*Texto fuente:*

######

Montejo escribió su obra poética (toda su obra en realidad) a lo largo de cuatro décadas, entre el año de 1967 y el 2006, y entre esos años la figura mítica de “Orfeo” dibuja un arco en su poesía donde hay tres poemas más o menos equidistantes en el tiempo (y aquí sí me refiero al tiempo lineal y cronológico) que son como pilares, grandes columnas, que sostienen, así lo veo, la belleza ondulante de su poesía. Me refiero a “Orfeo”, de Muerte y memoria (1972), su segundo poemario; “Orfeo revisitado”, de Alfabeto del mundo, de 1988; y “Máscaras de Orfeo”, de Fábula del escriba (2006), su último poemario publicado en vida. Entre el Orfeo presentido en el canto de Aquiles y el Orfeo manifiesto en la poesía de Montejo la diferencia es de grados, como diría Henri Bergson. Ambos expresan el misterioso poder del lenguaje poético, pero mientras en Aquiles el misterio de aquel permanece en su mutismo y en su invisibilidad, invulnerable en su hermético magisterio, en Montejo se verbaliza, y con ello, se problematiza y hasta queda cuestionado. Transita su obra poética como un ideal vulnerado, desacralizado, y, no obstante, apetecible, anhelado. 

En este sentido, el Orfeo que llega a las páginas de Muerte y memoria pareciera arribar como un santo mendicante, como si apenas su poder se sostuviera por un magro hilo de voz luego de transitar a campo traviesa la era postmoderna: “Solo, con su perfil en mármol, pasa / por nuestro siglo tronchado y derruido / bajo la estatua rota de una fábula.” (9). Es el Orfeo que va de puerta en puerta ofreciendo su don a cambio de limosna: “Viene a cantar (si canta) a nuestra puerta, / ante todas las puertas. Aquí se queda, / aquí planta su casa y paga su condena / porque nosotros somos el Infierno.” (9). A continuación, todo el poema (lo tomo de la antología Tiempo transfigurado). “Orfeo”:

Orfeo, lo que queda de él (si queda),
lo que aún puede cantar en la tierra,
¿a qué piedra, a cuál animal enternece?
Orfeo en la noche, en esta noche
(su lira, su grabador, su casete),
¿para quién mira, ausculta las estrellas?

######

*Consignas del ejercicio:*
a – Según el texto sobre el Orfeo de Montejo, ¿qué poemario fue el último que Montejo publicó en vida?
b – Prolonga el texto sobre el Orfeo de Montejo desde el punto en que se detiene.
Los registros no guardan relación alguna con el texto sobre el Orfeo de Montejo.

######

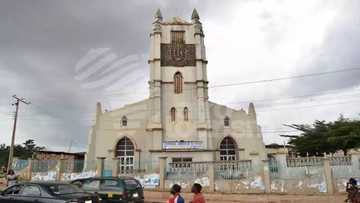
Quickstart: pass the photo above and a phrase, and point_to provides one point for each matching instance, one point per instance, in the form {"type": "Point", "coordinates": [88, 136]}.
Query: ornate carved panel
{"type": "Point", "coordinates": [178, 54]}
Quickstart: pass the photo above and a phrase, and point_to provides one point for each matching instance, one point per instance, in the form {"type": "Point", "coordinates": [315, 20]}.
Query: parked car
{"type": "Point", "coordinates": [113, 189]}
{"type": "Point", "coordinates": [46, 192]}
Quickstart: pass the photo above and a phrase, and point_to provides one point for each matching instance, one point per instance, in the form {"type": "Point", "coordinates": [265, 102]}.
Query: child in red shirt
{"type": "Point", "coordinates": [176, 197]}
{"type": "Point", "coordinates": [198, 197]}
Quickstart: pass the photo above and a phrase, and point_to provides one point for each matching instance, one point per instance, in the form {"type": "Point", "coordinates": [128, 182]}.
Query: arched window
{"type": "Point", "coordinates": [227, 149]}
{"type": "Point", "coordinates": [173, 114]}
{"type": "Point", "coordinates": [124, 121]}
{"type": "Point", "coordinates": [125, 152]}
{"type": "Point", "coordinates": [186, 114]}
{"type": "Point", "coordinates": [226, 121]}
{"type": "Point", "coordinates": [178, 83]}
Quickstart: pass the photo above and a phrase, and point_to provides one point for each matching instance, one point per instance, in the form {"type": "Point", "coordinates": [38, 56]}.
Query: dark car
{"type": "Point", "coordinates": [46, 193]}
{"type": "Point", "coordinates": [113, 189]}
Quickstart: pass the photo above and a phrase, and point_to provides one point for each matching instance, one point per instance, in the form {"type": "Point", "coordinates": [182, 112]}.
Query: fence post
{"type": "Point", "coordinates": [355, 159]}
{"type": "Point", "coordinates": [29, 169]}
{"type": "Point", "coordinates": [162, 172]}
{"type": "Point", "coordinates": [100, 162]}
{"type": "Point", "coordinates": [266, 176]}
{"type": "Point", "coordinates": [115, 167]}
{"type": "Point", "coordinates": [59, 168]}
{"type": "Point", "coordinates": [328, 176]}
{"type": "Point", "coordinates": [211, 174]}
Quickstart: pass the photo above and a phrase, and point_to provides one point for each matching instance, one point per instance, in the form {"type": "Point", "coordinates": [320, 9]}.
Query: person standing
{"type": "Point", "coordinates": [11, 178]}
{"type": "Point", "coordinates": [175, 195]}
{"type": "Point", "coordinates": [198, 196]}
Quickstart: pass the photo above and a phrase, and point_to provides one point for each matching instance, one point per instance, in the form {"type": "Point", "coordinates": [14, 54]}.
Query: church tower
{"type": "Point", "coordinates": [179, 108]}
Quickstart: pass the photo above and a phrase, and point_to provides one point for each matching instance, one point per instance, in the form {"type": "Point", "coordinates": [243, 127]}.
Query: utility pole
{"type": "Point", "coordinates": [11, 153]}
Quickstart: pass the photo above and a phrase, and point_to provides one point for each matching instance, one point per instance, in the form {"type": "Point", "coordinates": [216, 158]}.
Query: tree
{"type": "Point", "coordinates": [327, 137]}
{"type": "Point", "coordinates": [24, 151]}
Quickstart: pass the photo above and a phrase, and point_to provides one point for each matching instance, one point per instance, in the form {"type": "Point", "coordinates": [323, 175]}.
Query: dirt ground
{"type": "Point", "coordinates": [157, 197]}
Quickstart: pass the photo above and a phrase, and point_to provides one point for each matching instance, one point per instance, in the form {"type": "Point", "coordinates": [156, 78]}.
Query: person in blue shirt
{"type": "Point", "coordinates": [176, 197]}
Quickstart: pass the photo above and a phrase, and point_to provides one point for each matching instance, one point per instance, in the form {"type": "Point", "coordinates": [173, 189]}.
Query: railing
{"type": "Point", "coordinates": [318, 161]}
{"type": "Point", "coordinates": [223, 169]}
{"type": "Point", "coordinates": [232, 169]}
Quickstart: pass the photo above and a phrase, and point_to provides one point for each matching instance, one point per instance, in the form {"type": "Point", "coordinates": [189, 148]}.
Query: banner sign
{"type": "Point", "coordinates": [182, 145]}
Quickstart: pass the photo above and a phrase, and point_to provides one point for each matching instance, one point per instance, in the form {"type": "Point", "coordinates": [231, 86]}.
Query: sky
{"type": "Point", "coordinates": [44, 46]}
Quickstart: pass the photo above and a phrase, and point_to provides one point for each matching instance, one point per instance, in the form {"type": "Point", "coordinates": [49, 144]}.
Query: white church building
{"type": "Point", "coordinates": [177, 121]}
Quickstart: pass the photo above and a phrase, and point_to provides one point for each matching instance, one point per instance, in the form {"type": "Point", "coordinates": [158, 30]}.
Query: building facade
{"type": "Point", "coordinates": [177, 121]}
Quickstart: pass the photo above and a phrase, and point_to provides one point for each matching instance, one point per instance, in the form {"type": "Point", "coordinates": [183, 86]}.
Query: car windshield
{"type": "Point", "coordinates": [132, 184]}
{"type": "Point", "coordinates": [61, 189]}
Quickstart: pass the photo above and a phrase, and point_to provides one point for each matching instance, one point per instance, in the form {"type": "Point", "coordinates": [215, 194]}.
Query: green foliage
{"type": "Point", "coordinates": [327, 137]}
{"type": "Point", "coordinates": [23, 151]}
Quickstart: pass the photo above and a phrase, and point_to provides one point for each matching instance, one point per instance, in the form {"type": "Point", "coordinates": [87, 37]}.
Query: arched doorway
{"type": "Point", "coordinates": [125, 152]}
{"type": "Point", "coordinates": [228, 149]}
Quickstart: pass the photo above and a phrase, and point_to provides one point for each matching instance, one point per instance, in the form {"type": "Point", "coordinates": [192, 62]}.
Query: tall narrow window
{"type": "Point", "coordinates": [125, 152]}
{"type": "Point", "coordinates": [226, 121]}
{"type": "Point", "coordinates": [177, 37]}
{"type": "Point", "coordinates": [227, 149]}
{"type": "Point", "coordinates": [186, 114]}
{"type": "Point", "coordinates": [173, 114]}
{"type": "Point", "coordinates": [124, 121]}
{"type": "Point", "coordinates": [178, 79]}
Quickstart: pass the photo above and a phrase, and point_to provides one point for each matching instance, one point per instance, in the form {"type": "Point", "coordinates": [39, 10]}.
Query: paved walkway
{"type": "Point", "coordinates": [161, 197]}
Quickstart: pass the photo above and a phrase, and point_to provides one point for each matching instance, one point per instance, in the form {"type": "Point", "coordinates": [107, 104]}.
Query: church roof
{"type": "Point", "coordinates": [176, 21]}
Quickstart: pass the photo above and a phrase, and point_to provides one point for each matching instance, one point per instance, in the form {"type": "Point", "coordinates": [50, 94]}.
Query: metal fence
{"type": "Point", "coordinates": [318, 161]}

######

*Respuestas:*
a – Fábula del escriba, de 2006.

b –
Orfeo, lo que en él sueña (si sueña),
la palabra de tanto destino,
¿quién la recibe ahora de rodillas? //
Solo, con su perfil de mármol, pasa
por nuestro siglo tronchado y derruido
bajo la estatua rota de una fábula.
Viene a cantar (si canta) a nuestra puerta,
ante todas las puertas. Aquí se queda,
aquí planta su casa y paga su condena
porque nosotros somos el Infierno. (9)

El Orfeo de Alfabeto del mundo ya es como un seglar, se confunde su figura con la del poeta trashumante. Casi un voyeur, menos un aedo, más un organillero, una suerte, en todo caso, de juglar en ruinas que pareciera andar oculto como un pobre vendedor, deambulando de aquí a allá. Sin embargo, va inventando un nuevo lenguaje y con ello, de esa manera, va recobrando su poder. Cito por completo el poema. “Orfeo revisitado”:

Orfear aquí tal vez el hombre puede
solo para sí mismo en la hora atea,
ante los otros con trucos de ventrílocuo.
Orfear acaso tendido en la aceras,
con monológico organillo…
(¿Qué mujer al oírlo no es Eurídice?)
Orfear frente al mendrugo de su perro,
cuando crece el infierno 
y el canto nace a contrasiglo.
Orfear sin para quien, nota tras nota,
aunque no mire estrellas en su noche
y se enmudezca el mundo a la deriva.
Orfear, verbo que nos declina su alto sueño,
verbo en milagro del espíritu,
cuando tartamudeante y roto y solitario
paga en cantos su vida y jura a ciegas
que tras sus pasos un ángel musicante
va recogiendo los últimos sonidos. (169)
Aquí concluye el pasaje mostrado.